Written instruction: Please recast everything in the data from the line containing "In this picture, where can the man walking" down to the line containing "point(256, 88)" as a two-column CSV with the headers text and answer. Give one row per text-and-answer pair, with each value in a single quoted field and line breaks replaced by spaces.

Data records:
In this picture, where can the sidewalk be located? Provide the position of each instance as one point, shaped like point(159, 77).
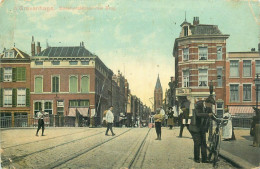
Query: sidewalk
point(241, 150)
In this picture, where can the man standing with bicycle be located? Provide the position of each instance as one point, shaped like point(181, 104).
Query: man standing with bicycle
point(199, 127)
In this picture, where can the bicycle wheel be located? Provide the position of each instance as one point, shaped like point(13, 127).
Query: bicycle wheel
point(217, 148)
point(212, 146)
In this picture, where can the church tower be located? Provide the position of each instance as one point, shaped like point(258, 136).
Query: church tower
point(158, 94)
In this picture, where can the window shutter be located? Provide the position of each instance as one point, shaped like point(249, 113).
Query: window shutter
point(1, 74)
point(1, 97)
point(14, 74)
point(27, 97)
point(23, 73)
point(14, 98)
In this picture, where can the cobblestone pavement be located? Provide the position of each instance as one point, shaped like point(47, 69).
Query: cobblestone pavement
point(90, 148)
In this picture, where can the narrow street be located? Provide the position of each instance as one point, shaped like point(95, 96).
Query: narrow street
point(90, 148)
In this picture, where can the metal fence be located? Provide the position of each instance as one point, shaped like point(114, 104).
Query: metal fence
point(50, 121)
point(242, 122)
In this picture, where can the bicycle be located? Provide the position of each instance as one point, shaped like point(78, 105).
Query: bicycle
point(214, 146)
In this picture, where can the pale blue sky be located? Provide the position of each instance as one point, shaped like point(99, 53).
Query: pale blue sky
point(134, 36)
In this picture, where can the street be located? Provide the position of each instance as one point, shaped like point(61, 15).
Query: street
point(90, 148)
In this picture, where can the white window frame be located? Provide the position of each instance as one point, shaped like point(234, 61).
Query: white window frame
point(250, 92)
point(219, 53)
point(238, 63)
point(203, 75)
point(21, 95)
point(186, 79)
point(8, 96)
point(202, 55)
point(238, 99)
point(185, 54)
point(250, 68)
point(8, 76)
point(52, 84)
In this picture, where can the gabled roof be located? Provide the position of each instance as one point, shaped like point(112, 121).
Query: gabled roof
point(76, 51)
point(18, 54)
point(158, 83)
point(205, 30)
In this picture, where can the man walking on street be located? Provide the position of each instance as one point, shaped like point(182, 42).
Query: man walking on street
point(110, 120)
point(41, 116)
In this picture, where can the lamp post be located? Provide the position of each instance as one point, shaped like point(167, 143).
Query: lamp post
point(256, 88)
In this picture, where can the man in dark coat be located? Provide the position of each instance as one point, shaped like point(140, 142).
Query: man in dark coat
point(199, 127)
point(184, 117)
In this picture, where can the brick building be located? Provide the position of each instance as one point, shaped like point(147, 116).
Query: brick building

Problem solution:
text,answer
"In this picture, where can the man walking on street be located? Provide the position of each instance as one point, shaped like point(182, 42). Query: man walking on street","point(110, 120) point(41, 116)"
"In this picture, where can the lamp post be located? Provide the position of each instance as one point, shaped like point(167, 143). Query: lamp post","point(256, 88)"